Banks did not deliberately intend to increase their exposure trhough loans to an extent that would jeopardise future profits. Initially at least, their lending policy proved to be highly profitable and this was generally expected to continue. As Lissakers points out:
For all the complaining in the late 1970s about cut throat competition and hair-thin spreads, the returns on these loans were nothing short of spectacular: the combination of grossing up of interest rates and full creditability of withholding taxes land substantial up-front fees) produced yields far better than anything the banks could earn on their domestic assets and more than double the profits one would estimate by looking only at the stated spreads on these loans.(2; p130)
The profit motive, combined with the need to recycle ‘petrodollars’ were the primary motives behind the lending.
Generally, during the 1970s and even the early 1980s, the banks rarely considered the possibility that they might be over-exposing themselves, providing credit that could not be repaid in the future. Banks can, of course, profit from a loan when repayment is delayed so the possibility of some rescheduling would not necessarily jeopardise their position.
In March 1980, Paul Volcker, the chairman of the Federal Reserve (the job that Greenspan was eventually to take in the 1990s) said:
The impression I get from the data I have reviewed is that the recycling process has not yet pushed exposure of either borrowers or lenders to an unsustainable point in the aggregate.(2; p113)
As late as 1983, several years after the increased lending, Citibank’s chief spokesman on Third World lending stated, with regard to loans to Brazil: “The Brazilians have an absolutely fabulous record of managing their international financial situation. We have a great deal of confidence in them. We don’t feel unduly exposed.”(George J. Clark, executive vice president, Citibank NA, before the Senate Committee on Banking, Housing & Urban Affairs, 98th Congress, 1st Session, 15 Feb 1983.)(2; p64)
How wrong this supposition proved to be. During the 1980s, Brazil ended up paying US $90 billion in interest payments on it’s debt—almost as much as the total debt itself at this time, which was US $120 billion.(5; p176)
The atmosphere among the key decision makers is encapsulated in this commentary by Lissakers:
To the end, home governments of the lending banks did nothing to stop or even slow the flood of credit. L. William Seidman, chairman of the Federal Deposit Insurance Corporation (FDIC), served on the White House economic staff in the Ford administration. He recalls an economic policy dispute there in 1975 or 1976 in which the question of petrodollar recycling came up. Everyone sang the banks’ praises, Seidman says, including William Simon, then secretary of the treasury, and Alan Greenspan, then chairman of the President’s Council of Economic Advisors. The only dissent was Arthur Burns, chairman of the Federal Reserve Board. This isn’t recycling,” he grumbled. “It’s bad loans.” But even Burns’s Fed did nothing to stop the lending.(2; p110)

:: WRITTEN EXERCISE 1 ::
According to the passage on bank lending, how much did Brazil pay in interest on its debt during the 1980s?
:: WRITTEN EXERCISE 2 ::
For each statement, say yes or no on whether the passage on bank lending agrees, and quote the deciding words: (a) Arthur Burns was chairman of the Federal Reserve Board. (b) Brazil's total debt at the time was US $90 billion. (c) Citibank's spokesman made his remarks on Brazil in 1983.
:: WRITTEN EXERCISE 3 ::
Swap "grumbled" for "muttered" in the part of the passage on bank lending that opens with the words containing "The atmosphere among" and closes with "the lending.(2; p110)", and write that part out.
The records are separate material, unconnected to the passage on bank lending.

:: MATERIAL PROVIDED ::
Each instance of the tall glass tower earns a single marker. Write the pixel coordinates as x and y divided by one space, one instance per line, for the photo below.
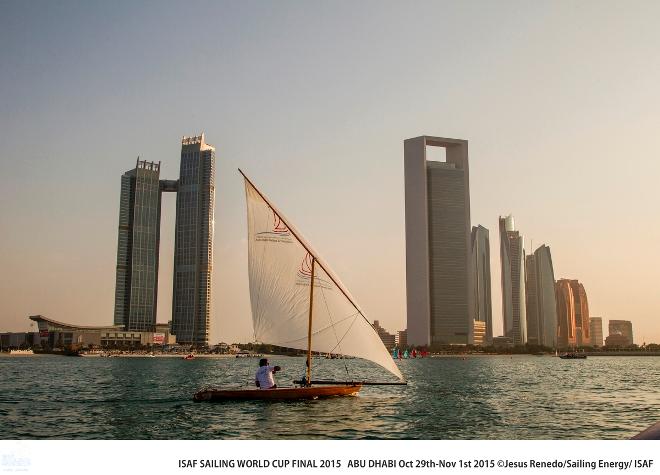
438 271
136 290
541 305
193 244
483 312
512 257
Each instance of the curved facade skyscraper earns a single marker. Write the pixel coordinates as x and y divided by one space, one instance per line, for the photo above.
512 258
565 314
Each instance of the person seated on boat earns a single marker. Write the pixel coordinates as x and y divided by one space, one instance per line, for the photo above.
264 377
303 380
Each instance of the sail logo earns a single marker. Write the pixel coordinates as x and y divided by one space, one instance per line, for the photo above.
279 231
304 274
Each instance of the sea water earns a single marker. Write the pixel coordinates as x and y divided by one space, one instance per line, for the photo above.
476 397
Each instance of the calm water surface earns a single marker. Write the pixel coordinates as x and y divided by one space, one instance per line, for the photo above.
501 397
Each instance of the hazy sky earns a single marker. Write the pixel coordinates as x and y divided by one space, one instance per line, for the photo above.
559 101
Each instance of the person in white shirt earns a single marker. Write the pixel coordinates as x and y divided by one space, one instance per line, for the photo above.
264 377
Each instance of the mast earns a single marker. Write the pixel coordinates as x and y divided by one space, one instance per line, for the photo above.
309 325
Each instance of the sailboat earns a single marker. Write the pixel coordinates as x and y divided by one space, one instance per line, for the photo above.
298 302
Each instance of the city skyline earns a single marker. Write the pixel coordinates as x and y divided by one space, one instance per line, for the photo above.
330 118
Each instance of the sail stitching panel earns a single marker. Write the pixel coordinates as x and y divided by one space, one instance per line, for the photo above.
321 330
334 330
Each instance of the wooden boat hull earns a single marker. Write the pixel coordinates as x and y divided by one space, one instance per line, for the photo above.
279 394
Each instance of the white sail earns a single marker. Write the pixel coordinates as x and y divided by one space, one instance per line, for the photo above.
280 263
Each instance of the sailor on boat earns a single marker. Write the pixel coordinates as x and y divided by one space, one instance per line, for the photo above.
264 377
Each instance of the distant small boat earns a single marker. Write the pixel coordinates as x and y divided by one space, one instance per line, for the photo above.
21 352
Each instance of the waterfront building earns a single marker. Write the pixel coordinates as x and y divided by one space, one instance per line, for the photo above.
531 303
482 327
512 257
402 339
621 333
53 334
136 287
438 271
193 244
388 339
541 305
596 329
503 342
565 314
478 336
582 332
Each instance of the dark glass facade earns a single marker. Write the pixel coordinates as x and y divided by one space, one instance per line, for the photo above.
136 289
193 247
483 311
448 220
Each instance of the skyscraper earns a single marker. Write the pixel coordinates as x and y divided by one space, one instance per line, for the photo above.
483 311
531 303
546 300
193 244
621 333
565 314
136 289
438 271
512 257
596 328
582 334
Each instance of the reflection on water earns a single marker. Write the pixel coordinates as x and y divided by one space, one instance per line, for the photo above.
524 397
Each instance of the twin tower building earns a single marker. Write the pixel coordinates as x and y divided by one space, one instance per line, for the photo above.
136 291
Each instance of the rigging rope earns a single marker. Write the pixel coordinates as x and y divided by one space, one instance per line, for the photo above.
334 330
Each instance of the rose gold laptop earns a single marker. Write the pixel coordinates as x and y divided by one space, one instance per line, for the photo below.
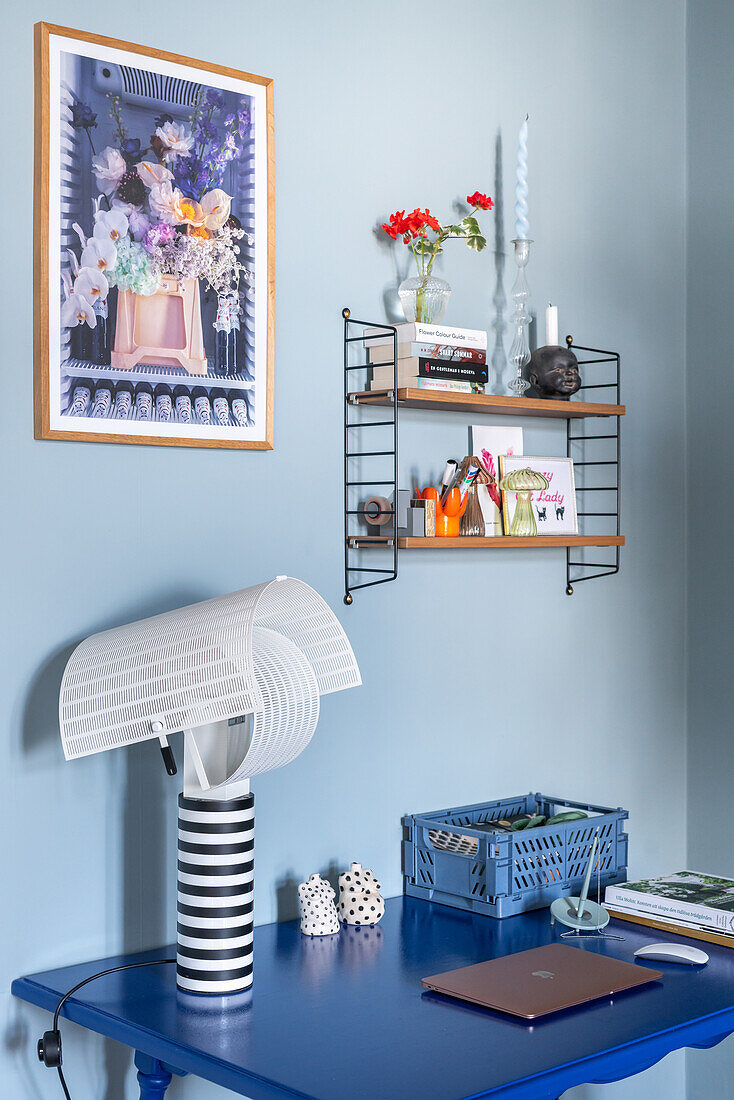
545 979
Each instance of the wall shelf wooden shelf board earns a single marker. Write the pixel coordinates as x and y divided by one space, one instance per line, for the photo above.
499 542
486 403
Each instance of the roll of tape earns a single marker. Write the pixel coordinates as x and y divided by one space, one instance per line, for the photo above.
378 510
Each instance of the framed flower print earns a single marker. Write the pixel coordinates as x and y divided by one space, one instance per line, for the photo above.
153 246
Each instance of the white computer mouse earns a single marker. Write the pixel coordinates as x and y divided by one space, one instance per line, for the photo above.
672 953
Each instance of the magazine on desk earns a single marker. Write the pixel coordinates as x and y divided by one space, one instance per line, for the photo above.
705 901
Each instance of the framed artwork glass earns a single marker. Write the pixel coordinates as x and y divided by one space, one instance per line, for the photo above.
545 494
154 252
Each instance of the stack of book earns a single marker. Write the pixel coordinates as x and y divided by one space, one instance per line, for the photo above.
429 356
687 902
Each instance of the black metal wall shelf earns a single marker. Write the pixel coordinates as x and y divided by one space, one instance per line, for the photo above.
604 457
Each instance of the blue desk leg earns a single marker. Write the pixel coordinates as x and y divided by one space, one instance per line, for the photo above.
153 1077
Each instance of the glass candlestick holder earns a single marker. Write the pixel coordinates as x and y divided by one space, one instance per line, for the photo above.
519 352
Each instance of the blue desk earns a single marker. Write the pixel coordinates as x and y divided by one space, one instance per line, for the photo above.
347 1015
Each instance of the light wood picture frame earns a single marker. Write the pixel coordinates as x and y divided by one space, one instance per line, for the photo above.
155 172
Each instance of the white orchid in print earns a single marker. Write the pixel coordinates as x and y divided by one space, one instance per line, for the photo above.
110 226
77 310
99 254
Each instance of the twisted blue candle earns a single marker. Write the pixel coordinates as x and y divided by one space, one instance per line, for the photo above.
522 224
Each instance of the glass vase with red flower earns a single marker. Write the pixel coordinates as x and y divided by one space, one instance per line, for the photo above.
425 297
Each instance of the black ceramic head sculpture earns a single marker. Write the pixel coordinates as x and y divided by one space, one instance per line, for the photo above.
554 373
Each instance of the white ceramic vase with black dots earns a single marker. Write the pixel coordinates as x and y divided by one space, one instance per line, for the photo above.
359 897
318 912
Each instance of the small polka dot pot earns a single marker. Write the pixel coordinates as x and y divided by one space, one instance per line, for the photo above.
318 912
359 897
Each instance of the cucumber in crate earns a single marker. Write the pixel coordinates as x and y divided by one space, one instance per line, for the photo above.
502 858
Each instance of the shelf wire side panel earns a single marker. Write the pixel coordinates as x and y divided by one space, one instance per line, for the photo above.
370 454
596 454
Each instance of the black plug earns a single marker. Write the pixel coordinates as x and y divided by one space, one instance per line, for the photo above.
50 1048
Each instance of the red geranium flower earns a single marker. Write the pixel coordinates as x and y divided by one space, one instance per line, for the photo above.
395 224
483 201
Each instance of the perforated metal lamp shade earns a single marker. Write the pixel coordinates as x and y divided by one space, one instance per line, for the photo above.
270 652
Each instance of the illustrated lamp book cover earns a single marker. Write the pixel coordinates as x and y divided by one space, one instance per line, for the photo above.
153 246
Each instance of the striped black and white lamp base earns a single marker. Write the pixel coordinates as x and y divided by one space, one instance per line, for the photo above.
216 860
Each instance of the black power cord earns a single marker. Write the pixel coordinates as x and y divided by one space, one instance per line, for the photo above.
50 1046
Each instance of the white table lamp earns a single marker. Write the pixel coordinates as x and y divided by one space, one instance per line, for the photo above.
242 675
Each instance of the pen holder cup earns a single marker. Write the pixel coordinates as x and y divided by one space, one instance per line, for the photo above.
449 513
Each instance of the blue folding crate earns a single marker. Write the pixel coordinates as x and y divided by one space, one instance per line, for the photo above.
446 858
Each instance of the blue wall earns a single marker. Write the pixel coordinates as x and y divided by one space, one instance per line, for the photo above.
378 107
710 524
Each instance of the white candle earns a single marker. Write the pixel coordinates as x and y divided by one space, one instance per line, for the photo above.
551 326
522 224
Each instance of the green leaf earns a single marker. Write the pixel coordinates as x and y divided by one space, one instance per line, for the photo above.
568 815
477 242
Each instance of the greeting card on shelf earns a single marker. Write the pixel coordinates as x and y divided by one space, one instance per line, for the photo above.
490 441
554 508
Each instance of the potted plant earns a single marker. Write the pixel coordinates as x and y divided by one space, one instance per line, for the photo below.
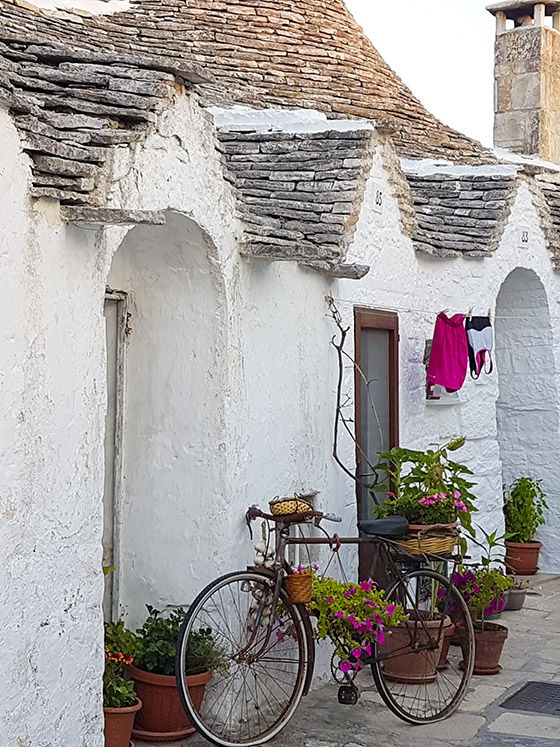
120 704
524 506
515 595
427 488
483 586
162 717
353 617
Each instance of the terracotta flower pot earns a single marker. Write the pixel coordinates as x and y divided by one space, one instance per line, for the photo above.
162 718
448 632
515 599
488 648
522 558
118 724
410 666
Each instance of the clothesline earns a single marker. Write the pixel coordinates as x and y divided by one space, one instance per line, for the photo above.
429 313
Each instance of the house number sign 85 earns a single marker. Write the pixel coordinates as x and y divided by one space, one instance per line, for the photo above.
378 198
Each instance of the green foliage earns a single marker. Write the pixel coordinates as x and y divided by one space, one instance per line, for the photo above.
118 690
524 506
157 643
483 584
426 487
349 614
119 638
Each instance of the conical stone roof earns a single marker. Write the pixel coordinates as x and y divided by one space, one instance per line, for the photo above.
262 53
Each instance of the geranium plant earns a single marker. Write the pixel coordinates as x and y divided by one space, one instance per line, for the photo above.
352 616
524 507
426 487
484 584
118 689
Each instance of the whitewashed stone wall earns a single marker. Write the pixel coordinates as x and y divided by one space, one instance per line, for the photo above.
258 384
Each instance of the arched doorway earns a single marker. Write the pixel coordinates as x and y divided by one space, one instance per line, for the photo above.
173 391
527 406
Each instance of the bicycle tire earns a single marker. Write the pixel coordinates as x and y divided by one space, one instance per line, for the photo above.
250 703
426 685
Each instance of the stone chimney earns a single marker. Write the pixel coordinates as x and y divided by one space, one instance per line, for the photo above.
527 78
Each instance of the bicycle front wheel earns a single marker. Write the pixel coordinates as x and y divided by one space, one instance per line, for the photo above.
424 667
261 660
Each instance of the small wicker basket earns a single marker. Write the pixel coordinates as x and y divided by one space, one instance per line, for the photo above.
438 539
286 506
298 586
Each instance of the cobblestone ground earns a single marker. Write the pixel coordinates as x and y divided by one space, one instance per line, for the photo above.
531 653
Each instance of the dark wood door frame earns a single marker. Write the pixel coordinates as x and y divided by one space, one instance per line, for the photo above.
372 319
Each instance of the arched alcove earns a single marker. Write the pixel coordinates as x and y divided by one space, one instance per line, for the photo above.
172 426
527 405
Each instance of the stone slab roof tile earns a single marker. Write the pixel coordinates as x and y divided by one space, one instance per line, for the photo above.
298 210
460 215
269 53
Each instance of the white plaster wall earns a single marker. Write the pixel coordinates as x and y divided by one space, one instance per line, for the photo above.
50 627
527 407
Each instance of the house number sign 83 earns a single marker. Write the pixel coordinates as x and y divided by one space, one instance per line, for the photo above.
378 198
524 237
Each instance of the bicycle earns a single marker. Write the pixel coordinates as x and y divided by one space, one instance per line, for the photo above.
270 651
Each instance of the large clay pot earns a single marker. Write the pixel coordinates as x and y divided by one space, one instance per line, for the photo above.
522 558
118 724
488 648
162 718
406 665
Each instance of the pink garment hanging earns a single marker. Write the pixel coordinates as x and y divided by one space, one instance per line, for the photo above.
449 355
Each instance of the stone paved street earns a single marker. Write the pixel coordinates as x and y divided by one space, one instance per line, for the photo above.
531 653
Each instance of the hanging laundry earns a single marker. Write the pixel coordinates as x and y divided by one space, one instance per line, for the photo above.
480 340
449 354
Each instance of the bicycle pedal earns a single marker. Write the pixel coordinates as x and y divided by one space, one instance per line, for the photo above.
348 695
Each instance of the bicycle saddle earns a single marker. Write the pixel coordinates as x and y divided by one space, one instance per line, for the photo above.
392 526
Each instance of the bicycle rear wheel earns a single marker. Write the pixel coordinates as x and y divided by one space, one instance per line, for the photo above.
258 684
425 665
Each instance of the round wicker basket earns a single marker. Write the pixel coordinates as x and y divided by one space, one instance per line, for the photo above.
439 539
298 586
286 506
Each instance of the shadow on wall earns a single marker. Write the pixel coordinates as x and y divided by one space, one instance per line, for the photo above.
527 407
173 471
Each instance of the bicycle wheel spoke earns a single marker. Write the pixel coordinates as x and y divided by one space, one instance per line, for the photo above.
254 693
420 680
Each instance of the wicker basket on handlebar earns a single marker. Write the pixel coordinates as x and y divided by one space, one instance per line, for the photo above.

:: CORRECT OUTPUT 1 ::
US $90 billion.

:: CORRECT OUTPUT 2 ::
(a) Yes: "The only dissent was Arthur Burns, chairman of the Federal Reserve Board."
(b) No: "the total debt itself at this time, which was US $120 billion."
(c) Yes: "As late as 1983, several years after the increased lending, Citibank’s chief spokesman on Third World lending stated"

:: CORRECT OUTPUT 3 ::
The atmosphere among the key decision makers is encapsulated in this commentary by Lissakers:
To the end, home governments of the lending banks did nothing to stop or even slow the flood of credit. L. William Seidman, chairman of the Federal Deposit Insurance Corporation (FDIC), served on the White House economic staff in the Ford administration. He recalls an economic policy dispute there in 1975 or 1976 in which the question of petrodollar recycling came up. Everyone sang the banks’ praises, Seidman says, including William Simon, then secretary of the treasury, and Alan Greenspan, then chairman of the President’s Council of Economic Advisors. The only dissent was Arthur Burns, chairman of the Federal Reserve Board. This isn’t recycling,” he muttered. “It’s bad loans.” But even Burns’s Fed did nothing to stop the lending.(2; p110)